## УСЛОВИЕ ЗАДАНИЯ
Допишите текст о вмешательстве Германии и Италии в войну в Испании, начиная сразу после его последнего предложения.

## ФРАГМЕНТ ТЕКСТА
= = = = = = =

Франко не знал, что Гитлер колебался и хотел сначала направить в его ставку не дипломатического представителя, а просто некоего чиновника по связям. «Фюрер» был угнетен неспособностью мятежников взять Мадрид, и к нему вернулись старые, еще июльские сомнения, что путч был изначально плохо подготовлен. Но немцев плотно обрабатывали итальянцы, распространявшие небылицы о 400000 русских, якобы уже находящихся на пути в Испанию. Наконец, Гитлер дал согласие на назначение полноценного дипломатического представителя в ранге посла. При этом немцы наотрез отказались от предложения Муссолини направить в Испанию несколько регулярных итальянских и немецких дивизий, чтобы быстро закончить войну. Гитлер решил, что затягивание войны в Испании не так уж и плохо, так как это удерживало итальянцев на позициях союза с Берлином и приковывало внимание Англии и Франции к Пиренейскому полуострову, позволяя Германии спокойно заниматься наращиванием вермахта. «Фюрер» поэтому «согласился» предоставить Италии «честь» вынести на себе основное бремя испанской войны.

У Муссолини, конечно, было больше оснований для интервенции в Испании. 28 ноября 1936 года он навязал Франко секретное соглашение, в котором испанский диктатор соглашался координировать свою политику в Средиземноморье с итальянской и предоставить Италии военно-морские и военно-воздушные базы на Балеарских островах на время войны.

= = = = = = =

## СПИСОК ДАННЫХ

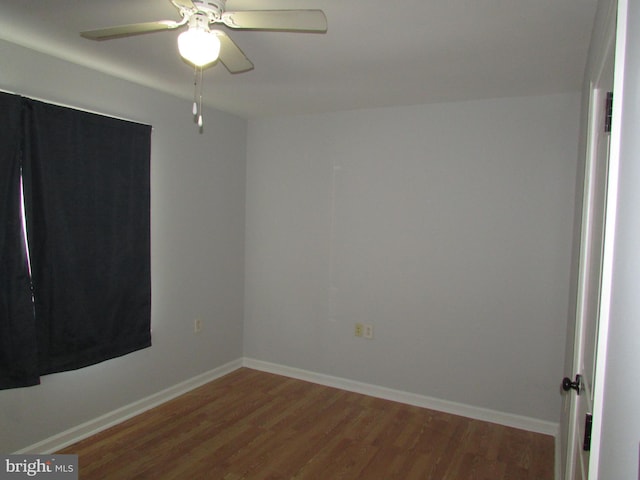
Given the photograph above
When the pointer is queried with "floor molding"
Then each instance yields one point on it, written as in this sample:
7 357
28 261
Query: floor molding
477 413
84 430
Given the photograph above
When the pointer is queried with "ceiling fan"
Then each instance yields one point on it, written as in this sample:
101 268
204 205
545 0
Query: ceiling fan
202 45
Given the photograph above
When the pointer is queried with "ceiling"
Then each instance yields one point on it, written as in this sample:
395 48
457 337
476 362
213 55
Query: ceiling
376 53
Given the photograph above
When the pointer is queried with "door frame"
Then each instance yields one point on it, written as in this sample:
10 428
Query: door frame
608 39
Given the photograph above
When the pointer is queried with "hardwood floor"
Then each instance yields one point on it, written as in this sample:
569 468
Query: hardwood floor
256 425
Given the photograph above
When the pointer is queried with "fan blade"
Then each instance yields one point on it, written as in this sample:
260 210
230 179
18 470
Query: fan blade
287 20
231 56
131 29
188 4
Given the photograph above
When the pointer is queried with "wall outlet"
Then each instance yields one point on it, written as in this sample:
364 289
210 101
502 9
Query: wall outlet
368 332
197 325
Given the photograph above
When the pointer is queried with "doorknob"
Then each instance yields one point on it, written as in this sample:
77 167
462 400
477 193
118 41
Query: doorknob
567 384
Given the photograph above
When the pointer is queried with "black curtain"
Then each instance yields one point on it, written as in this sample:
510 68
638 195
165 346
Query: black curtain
18 350
87 195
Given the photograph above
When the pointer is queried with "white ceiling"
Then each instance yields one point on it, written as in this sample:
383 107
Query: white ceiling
376 53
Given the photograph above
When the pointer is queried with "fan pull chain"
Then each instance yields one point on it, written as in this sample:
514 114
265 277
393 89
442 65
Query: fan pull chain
197 97
200 123
195 93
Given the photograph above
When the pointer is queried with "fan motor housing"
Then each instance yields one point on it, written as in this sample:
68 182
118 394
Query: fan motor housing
212 8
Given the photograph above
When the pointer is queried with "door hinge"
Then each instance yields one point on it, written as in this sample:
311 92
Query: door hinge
588 422
608 113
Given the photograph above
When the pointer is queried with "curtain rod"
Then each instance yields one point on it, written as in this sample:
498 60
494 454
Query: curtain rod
86 110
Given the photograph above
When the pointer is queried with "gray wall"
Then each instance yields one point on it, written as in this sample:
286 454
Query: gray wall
620 438
447 227
197 195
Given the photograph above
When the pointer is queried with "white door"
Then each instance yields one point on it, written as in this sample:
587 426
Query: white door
588 309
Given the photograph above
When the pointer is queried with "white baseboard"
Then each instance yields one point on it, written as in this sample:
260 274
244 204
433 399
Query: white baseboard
454 408
115 417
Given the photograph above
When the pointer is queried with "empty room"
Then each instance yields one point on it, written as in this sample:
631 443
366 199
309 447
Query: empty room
361 240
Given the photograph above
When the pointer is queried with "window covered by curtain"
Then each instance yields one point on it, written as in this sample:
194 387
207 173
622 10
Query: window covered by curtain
86 185
18 351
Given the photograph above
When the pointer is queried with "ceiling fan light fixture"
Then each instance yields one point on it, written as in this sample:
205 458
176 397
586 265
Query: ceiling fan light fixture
199 46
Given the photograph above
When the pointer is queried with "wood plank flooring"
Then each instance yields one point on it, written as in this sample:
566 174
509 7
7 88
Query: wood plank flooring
256 425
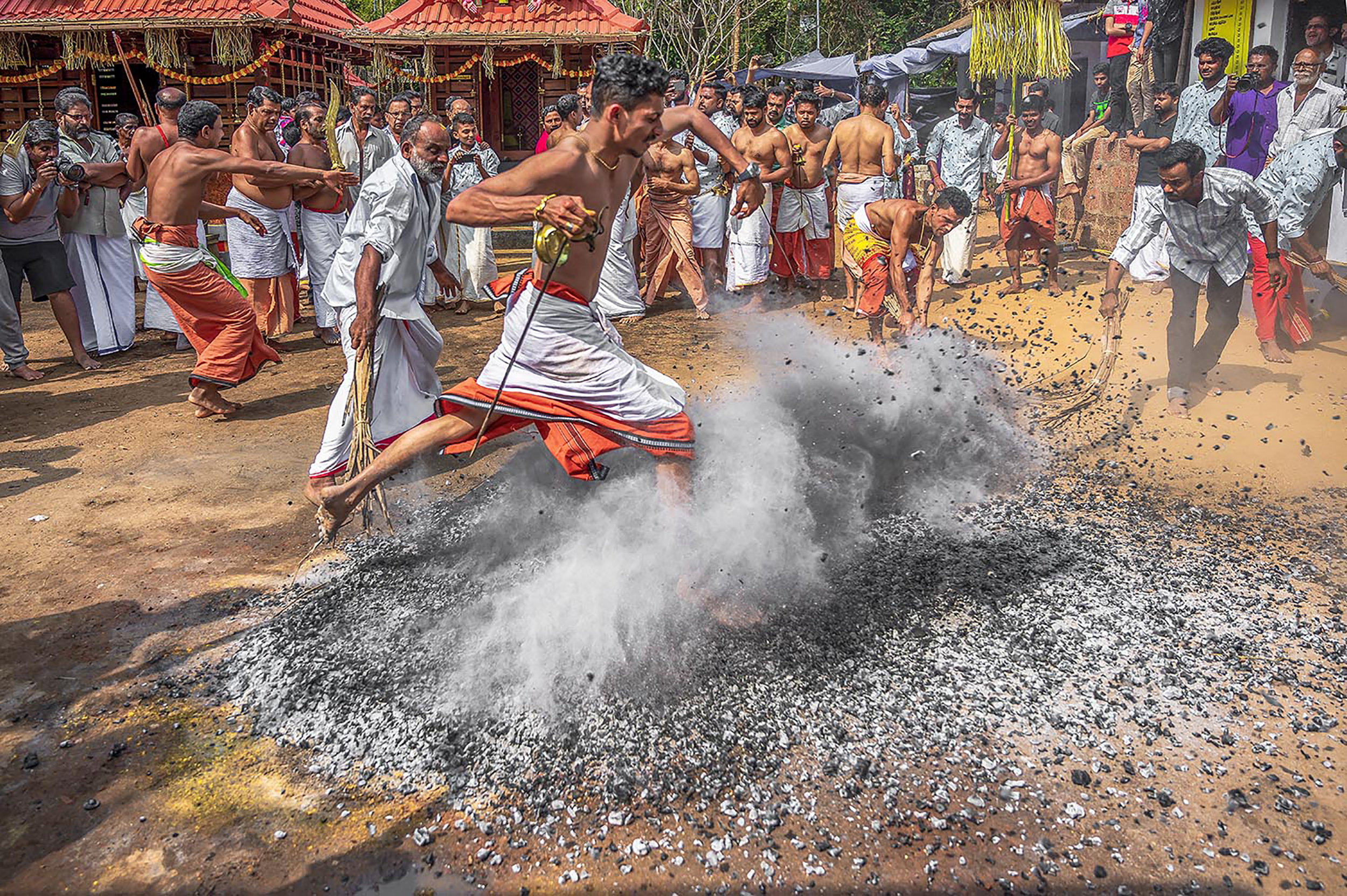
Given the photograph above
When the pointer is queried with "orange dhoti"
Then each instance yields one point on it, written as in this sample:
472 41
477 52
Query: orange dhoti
574 383
666 223
803 240
1031 214
211 309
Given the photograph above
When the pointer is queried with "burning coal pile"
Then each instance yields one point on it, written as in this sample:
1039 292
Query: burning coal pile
927 592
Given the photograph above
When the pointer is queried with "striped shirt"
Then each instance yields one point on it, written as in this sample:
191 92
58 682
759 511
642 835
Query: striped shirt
1322 108
1206 238
1299 181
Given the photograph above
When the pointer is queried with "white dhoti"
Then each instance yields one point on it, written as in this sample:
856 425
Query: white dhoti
254 255
804 211
469 255
751 247
709 216
106 290
322 235
405 394
853 196
619 294
158 316
957 251
1152 263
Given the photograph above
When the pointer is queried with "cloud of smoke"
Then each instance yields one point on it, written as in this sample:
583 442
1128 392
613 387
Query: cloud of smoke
586 585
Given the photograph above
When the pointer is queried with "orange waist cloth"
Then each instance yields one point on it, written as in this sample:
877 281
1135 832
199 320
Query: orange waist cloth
575 435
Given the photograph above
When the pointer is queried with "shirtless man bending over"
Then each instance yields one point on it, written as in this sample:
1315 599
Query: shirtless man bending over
667 223
896 244
266 265
751 238
205 300
1030 219
584 403
864 149
803 221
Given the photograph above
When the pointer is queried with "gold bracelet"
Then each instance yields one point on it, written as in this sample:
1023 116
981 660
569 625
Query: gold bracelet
542 205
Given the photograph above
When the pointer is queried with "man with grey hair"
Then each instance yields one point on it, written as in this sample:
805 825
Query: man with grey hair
96 243
375 284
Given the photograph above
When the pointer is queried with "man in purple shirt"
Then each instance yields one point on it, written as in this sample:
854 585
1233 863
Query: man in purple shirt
1251 115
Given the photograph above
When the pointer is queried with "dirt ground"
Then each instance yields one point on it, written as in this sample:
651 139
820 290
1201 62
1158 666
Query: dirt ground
138 533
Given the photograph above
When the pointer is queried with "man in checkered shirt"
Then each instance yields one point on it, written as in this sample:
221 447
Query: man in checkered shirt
1207 244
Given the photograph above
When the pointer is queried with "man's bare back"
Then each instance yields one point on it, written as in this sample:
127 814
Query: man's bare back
251 142
864 147
807 149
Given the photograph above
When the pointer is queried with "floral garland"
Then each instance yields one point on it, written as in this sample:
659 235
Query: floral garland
107 58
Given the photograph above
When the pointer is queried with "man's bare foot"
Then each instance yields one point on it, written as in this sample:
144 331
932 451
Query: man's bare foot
25 372
1273 352
314 487
211 403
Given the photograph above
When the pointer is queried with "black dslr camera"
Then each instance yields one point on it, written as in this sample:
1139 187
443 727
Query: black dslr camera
71 170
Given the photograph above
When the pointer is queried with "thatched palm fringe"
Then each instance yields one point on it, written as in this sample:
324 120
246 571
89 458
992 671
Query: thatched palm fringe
163 47
14 50
77 45
1019 38
232 46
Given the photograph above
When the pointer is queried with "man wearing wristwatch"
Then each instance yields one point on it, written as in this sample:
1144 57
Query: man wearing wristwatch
1207 240
1299 181
574 381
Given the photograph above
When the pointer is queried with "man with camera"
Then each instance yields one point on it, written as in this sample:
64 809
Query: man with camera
1249 104
31 193
98 249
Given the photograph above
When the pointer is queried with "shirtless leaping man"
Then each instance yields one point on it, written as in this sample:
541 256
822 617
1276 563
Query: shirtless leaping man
1030 219
751 238
896 244
803 221
582 402
266 265
863 147
204 297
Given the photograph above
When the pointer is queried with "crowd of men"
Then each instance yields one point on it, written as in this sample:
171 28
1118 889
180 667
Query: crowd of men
1252 147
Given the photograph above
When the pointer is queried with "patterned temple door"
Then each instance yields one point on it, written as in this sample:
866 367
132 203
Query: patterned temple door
519 96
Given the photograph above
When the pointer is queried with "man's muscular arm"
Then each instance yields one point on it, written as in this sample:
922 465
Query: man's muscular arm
512 196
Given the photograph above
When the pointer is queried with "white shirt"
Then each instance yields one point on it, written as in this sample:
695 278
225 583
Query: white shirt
379 149
1209 238
395 213
1322 108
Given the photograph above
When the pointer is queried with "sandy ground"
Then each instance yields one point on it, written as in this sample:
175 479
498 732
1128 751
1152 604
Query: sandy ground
138 536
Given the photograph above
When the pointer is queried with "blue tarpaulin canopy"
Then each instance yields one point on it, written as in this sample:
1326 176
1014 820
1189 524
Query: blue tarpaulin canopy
838 73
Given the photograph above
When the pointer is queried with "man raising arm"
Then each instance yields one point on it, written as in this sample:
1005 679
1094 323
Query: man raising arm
208 301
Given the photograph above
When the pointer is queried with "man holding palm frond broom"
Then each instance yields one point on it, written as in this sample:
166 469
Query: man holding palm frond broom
373 286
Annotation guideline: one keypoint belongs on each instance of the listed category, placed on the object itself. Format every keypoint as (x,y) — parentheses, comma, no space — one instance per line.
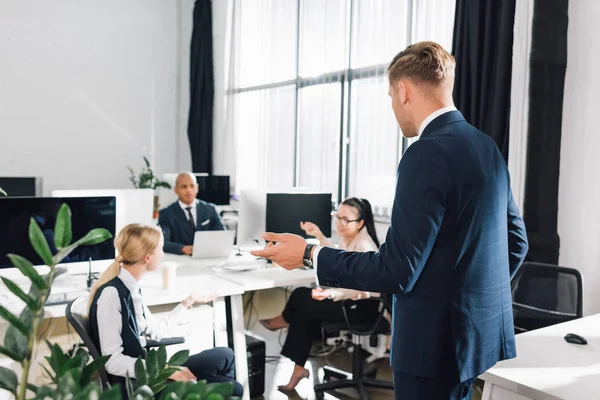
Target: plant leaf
(114,393)
(95,236)
(152,364)
(15,340)
(62,229)
(13,320)
(140,373)
(8,380)
(162,357)
(39,243)
(45,392)
(10,354)
(179,358)
(143,393)
(225,389)
(31,303)
(162,376)
(26,268)
(32,387)
(66,383)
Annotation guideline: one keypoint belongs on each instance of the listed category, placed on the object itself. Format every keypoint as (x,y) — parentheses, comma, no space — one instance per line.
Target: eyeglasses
(344,221)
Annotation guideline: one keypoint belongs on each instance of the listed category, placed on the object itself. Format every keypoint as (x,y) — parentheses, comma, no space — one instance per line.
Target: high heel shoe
(294,381)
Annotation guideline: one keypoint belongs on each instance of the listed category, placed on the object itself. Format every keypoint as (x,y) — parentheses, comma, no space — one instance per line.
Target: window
(309,91)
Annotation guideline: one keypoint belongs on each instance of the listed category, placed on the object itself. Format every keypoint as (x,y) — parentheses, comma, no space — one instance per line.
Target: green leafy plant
(151,380)
(146,178)
(20,340)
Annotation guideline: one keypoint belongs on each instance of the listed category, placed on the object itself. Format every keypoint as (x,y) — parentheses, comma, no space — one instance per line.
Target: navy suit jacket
(455,241)
(177,229)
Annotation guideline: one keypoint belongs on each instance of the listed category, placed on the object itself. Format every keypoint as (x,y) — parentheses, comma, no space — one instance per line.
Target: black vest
(129,332)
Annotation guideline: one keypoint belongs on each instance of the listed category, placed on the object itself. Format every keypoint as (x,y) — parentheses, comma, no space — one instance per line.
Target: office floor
(269,303)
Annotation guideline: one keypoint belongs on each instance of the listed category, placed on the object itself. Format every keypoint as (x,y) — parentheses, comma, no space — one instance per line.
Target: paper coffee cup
(169,273)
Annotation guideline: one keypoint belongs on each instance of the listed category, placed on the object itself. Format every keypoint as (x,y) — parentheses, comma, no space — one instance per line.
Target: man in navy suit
(183,218)
(455,240)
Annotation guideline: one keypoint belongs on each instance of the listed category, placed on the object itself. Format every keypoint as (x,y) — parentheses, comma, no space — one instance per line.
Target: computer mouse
(575,338)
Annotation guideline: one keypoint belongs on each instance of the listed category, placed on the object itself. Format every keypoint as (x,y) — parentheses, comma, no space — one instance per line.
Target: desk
(155,295)
(547,367)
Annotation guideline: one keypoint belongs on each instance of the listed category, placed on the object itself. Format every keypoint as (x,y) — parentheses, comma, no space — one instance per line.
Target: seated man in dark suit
(183,218)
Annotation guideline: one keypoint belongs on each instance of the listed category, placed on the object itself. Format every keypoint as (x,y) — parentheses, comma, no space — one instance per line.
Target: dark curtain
(548,63)
(202,92)
(482,46)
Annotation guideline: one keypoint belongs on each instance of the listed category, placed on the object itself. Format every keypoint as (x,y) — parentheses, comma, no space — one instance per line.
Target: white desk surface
(263,277)
(547,367)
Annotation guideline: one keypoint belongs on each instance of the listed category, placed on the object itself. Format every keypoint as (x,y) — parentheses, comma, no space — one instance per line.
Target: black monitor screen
(285,211)
(214,189)
(86,214)
(14,186)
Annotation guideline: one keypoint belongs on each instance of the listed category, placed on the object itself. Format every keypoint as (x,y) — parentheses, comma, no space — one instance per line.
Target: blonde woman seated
(120,323)
(306,310)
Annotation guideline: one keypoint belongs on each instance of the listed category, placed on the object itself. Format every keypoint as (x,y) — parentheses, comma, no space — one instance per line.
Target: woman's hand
(183,375)
(204,297)
(311,229)
(321,294)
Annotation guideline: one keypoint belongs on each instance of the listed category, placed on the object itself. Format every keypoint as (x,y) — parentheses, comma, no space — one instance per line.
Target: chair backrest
(80,323)
(545,294)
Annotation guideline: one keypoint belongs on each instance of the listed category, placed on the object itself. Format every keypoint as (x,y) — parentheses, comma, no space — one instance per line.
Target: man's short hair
(425,63)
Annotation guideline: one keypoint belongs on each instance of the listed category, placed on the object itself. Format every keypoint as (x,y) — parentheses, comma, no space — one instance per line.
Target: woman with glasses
(307,310)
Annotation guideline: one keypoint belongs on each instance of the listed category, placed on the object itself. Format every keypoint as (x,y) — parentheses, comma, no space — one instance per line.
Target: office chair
(545,295)
(359,378)
(80,323)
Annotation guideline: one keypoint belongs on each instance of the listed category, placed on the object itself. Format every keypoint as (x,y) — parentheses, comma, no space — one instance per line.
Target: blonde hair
(133,243)
(425,63)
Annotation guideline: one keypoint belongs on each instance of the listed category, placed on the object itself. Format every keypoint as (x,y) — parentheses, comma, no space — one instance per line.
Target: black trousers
(305,316)
(407,387)
(215,365)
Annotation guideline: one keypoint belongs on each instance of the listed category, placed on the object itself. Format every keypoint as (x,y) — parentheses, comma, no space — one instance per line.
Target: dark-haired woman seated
(306,310)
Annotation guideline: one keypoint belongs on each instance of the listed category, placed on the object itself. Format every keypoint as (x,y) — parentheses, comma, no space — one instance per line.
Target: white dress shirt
(110,325)
(194,210)
(424,124)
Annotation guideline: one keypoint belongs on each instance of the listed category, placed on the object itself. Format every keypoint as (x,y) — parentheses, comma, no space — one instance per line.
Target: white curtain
(308,100)
(519,98)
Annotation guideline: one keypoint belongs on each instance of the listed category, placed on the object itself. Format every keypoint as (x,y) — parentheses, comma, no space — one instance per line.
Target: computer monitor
(134,206)
(21,186)
(285,211)
(86,214)
(214,189)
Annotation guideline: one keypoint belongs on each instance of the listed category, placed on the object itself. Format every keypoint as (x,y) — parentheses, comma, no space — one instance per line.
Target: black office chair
(80,323)
(545,295)
(359,378)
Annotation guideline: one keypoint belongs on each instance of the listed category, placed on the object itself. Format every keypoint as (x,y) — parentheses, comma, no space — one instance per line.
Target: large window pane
(265,142)
(379,31)
(323,36)
(319,136)
(374,144)
(266,44)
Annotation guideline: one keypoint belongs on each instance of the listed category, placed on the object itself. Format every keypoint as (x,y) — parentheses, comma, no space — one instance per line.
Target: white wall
(579,190)
(87,88)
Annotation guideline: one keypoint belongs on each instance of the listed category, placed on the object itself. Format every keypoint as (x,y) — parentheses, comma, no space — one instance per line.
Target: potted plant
(73,374)
(147,180)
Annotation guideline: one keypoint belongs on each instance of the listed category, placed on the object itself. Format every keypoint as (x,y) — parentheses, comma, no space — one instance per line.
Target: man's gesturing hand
(288,251)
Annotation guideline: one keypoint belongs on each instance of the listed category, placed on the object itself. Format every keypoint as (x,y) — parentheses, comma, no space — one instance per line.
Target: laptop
(213,244)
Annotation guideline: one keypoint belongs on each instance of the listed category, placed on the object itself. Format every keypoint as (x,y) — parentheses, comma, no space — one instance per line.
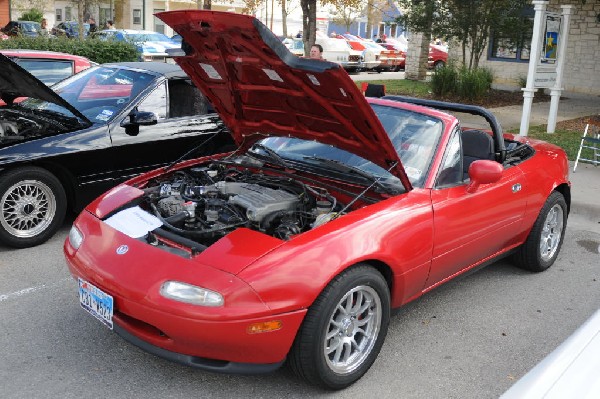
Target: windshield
(415,137)
(100,93)
(148,37)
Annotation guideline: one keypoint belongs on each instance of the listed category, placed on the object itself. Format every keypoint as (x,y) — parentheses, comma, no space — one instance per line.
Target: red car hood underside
(261,89)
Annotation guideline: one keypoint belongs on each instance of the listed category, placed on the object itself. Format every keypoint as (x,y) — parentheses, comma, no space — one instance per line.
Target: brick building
(581,70)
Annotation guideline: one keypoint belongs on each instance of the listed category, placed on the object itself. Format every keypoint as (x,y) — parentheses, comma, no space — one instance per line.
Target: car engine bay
(203,204)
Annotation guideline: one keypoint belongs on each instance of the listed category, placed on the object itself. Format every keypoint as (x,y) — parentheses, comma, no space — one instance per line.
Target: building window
(159,26)
(137,17)
(512,42)
(104,15)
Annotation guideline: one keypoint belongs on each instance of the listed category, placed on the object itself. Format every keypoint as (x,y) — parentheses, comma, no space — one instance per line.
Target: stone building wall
(582,65)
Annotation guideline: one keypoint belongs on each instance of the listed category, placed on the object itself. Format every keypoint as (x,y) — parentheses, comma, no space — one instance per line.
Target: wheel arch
(565,190)
(65,178)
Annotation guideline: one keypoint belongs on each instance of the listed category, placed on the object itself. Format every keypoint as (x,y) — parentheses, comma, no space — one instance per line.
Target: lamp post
(555,92)
(536,41)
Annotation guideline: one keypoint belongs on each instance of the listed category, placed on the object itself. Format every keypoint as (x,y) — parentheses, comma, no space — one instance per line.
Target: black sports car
(60,147)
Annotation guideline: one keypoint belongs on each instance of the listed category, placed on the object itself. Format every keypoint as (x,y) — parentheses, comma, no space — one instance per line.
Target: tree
(346,14)
(309,18)
(467,21)
(309,23)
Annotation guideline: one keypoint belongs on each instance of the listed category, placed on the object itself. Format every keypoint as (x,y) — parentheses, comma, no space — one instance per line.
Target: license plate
(97,302)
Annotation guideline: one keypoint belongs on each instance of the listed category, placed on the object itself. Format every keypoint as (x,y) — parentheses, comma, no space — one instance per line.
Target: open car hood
(16,82)
(259,88)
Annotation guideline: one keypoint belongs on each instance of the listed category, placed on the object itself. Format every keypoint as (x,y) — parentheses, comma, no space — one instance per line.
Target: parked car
(334,210)
(65,145)
(152,46)
(339,51)
(48,66)
(70,29)
(570,371)
(399,51)
(24,28)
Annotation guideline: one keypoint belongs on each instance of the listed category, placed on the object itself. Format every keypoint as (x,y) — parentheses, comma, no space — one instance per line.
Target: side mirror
(137,119)
(483,172)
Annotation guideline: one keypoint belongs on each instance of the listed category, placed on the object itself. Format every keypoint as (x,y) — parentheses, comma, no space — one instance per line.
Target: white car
(570,371)
(339,51)
(152,45)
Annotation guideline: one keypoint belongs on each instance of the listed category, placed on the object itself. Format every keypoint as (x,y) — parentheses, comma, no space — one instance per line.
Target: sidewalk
(585,199)
(570,106)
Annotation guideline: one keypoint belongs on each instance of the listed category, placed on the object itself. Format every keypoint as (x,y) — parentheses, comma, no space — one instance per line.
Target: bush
(462,82)
(444,80)
(32,15)
(96,50)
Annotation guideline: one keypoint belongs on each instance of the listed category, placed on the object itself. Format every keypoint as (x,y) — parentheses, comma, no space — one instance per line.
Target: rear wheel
(32,206)
(344,329)
(543,244)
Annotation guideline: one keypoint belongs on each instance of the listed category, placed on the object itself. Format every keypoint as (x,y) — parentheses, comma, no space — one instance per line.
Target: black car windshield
(100,93)
(415,137)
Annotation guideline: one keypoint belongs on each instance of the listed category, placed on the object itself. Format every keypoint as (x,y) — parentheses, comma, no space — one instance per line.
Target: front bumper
(219,366)
(217,339)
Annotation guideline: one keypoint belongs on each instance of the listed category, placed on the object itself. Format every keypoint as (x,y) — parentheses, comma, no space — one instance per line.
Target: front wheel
(32,206)
(542,246)
(344,329)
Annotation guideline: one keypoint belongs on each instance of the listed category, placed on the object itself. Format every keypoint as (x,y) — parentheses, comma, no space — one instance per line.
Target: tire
(338,318)
(543,244)
(32,206)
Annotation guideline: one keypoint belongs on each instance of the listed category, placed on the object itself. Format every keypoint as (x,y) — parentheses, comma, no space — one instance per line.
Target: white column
(556,91)
(534,57)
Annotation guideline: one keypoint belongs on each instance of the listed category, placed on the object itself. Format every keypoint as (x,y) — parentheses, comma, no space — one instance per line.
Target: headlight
(188,293)
(75,237)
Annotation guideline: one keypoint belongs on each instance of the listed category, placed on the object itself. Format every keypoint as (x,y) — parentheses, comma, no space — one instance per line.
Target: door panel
(469,227)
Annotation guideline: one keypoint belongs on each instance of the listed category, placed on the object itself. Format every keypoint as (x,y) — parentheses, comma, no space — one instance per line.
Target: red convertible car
(334,210)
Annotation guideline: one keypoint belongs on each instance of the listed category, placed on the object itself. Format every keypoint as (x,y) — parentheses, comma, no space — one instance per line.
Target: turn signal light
(266,326)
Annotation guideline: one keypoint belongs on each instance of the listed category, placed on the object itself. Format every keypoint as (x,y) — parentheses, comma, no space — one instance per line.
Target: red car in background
(48,66)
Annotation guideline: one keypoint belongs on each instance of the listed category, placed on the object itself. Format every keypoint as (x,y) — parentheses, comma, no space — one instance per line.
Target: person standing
(93,26)
(44,27)
(316,52)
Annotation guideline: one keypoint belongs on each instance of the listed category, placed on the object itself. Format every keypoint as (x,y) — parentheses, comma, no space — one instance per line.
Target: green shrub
(474,83)
(96,50)
(444,80)
(461,82)
(32,15)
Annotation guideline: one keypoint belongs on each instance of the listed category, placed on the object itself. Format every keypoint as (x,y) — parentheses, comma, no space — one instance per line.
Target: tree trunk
(369,30)
(283,18)
(80,10)
(119,14)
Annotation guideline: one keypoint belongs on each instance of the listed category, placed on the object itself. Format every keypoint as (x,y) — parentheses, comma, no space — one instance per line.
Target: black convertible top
(162,68)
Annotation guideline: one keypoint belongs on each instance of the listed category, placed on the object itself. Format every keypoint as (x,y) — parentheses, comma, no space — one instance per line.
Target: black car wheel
(543,244)
(32,206)
(343,330)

= = = = = = =

## РЕЗУЛЬТАТ ЗАДАНИЯ
После неудачи Франко на подступах к Мадриду Гитлер и Муссолини просто не могли позволить мятежникам потерпеть поражение, так как это означало бы огромный ущерб для престижа обоих фашистских государств. «Генералиссимус» прекрасно понимал это и постоянно требовал присылки новых вооружений и войск. Всеми этими вопросами предстояло заниматься первому немецкому послу при ставке Франко генералу Вильгельму Фаупелю, который командовал корпусом в годы Первой мировой войны, а затем подвизался в качестве военного советника в перуанской и аргентинской армиях. Перед своим назначением в Саламанку Фаупель возглавлял немецкий Иберо-американский институт, занимавшийся изучением проблем Испании и Латинской Америки. Гитлер запретил Фаупелю вмешиваться в чисто военные вопросы, приказал сосредоточить главное внимание на работе с фалангой, чтобы сделать ее основной политической силой «национальной» Испании и поставить фалангистов под идейный контроль НСДАП (для этих целей в штат миссии Фаупеля был введен специальный сотрудник). Франко сразу невзлюбил Фаупеля и его жену за высокомерие и бесцеремонное вмешательство во внутренние дела. Германский посол, в свою очередь, активно давал Франко непрошеные советы именно в военной области (например, активнее использовать в наступлении пулеметы) и в своих донесениях в Берлин очень невысоко оценивал военные дарования «каудильо». Уже после первой встречи с Франко 30 ноября 1936 года Фаупель, явившийся на аудиенцию в штатском, обращал внимание МИД Германии на невозможность для «националистов» выиграть войну без помощи немецких и итальянских войск.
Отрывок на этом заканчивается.